- GIVEN PASSAGE:
⁂

Elizabeth Turnbull 1936 -

Sydney-born Elizabeth Turnbull began painting, drawing and printmaking in Brisbane , Australia in 1972, having had no formal art training. Following a number of successful solo exhibitions in Brisbane she travelled overseas with her husband and family in 1976 and, during six years spent in Europe , worked and exhibited in both Spain and the UK .

Profoundly affected by the 1979 exhibition Outsiders at London 's Hayward Gallery - her first introduction to the concept of ‘outsider' art - she immediately recognised in it many things she had felt about her own art but could not express and, since then, she has seen herself as an ‘outsider' artist.

This feeling has been strengthened and deepened by several visits to Europe - with ‘outsider' art a major focus - by Elizabeth's participation in a number of important art festivals in Europe, notably the 6th and 7th International Festivals d'Art Singulier in Provence and her inclusion in the first major exhibition in Spain of ‘outsider art' (Veruela, June -August 2001).

⁂

- SUPPLIED DATA:
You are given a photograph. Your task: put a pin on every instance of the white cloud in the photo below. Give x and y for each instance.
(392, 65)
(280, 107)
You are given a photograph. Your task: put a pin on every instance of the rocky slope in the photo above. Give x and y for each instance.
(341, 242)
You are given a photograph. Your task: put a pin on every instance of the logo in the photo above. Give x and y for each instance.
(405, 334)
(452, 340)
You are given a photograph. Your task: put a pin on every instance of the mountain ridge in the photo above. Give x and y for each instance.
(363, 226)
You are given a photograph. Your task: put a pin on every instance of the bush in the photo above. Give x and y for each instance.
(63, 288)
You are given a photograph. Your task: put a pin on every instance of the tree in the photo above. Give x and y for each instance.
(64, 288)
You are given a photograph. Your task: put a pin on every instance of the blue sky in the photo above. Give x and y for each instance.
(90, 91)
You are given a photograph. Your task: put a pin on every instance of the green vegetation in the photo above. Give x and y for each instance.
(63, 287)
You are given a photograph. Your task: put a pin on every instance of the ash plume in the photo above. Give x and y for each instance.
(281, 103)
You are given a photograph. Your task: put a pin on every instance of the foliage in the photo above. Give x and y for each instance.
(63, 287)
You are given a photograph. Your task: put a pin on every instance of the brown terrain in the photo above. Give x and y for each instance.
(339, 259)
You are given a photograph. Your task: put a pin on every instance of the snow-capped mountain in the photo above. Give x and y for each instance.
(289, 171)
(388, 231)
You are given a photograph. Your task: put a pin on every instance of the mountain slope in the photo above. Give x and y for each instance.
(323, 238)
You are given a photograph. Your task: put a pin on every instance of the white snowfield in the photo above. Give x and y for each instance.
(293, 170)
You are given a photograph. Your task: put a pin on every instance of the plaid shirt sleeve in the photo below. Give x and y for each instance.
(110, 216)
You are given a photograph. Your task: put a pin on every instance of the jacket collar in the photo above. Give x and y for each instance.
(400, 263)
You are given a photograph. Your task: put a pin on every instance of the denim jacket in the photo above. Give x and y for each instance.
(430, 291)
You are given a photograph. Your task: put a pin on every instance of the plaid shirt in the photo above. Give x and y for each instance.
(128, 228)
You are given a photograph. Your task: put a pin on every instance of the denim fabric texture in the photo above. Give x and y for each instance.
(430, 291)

⁂

- EXERCISE SET:
- A) In the passage about Elizabeth Turnbull, which 1979 exhibition first introduced her to the concept of outsider art?
- B) Repeat the records word for word, starting at the line that contains "of the blue" and ending with the last line of the records.

- SOLUTIONS TO THE EXERCISE:
- A) Outsiders, at London's Hayward Gallery.

- B)
You are given a photograph. Your task: put a pin on every instance of the blue sky in the photo above. Give x and y for each instance.
(90, 91)
You are given a photograph. Your task: put a pin on every instance of the green vegetation in the photo above. Give x and y for each instance.
(63, 287)
You are given a photograph. Your task: put a pin on every instance of the ash plume in the photo above. Give x and y for each instance.
(281, 103)
You are given a photograph. Your task: put a pin on every instance of the foliage in the photo above. Give x and y for each instance.
(63, 287)
You are given a photograph. Your task: put a pin on every instance of the brown terrain in the photo above. Give x and y for each instance.
(339, 259)
You are given a photograph. Your task: put a pin on every instance of the snow-capped mountain in the photo above. Give x and y for each instance.
(289, 171)
(388, 231)
You are given a photograph. Your task: put a pin on every instance of the mountain slope in the photo above. Give x and y for each instance.
(323, 238)
You are given a photograph. Your task: put a pin on every instance of the white snowfield in the photo above. Give x and y for each instance.
(293, 170)
You are given a photograph. Your task: put a pin on every instance of the plaid shirt sleeve in the photo below. Give x and y for each instance.
(110, 216)
You are given a photograph. Your task: put a pin on every instance of the jacket collar in the photo above. Give x and y for each instance.
(400, 263)
You are given a photograph. Your task: put a pin on every instance of the denim jacket in the photo above. Give x and y for each instance.
(430, 291)
You are given a photograph. Your task: put a pin on every instance of the plaid shirt in the photo above. Give x and y for each instance.
(128, 228)
You are given a photograph. Your task: put a pin on every instance of the denim fabric texture in the photo above. Give x and y for each instance.
(430, 291)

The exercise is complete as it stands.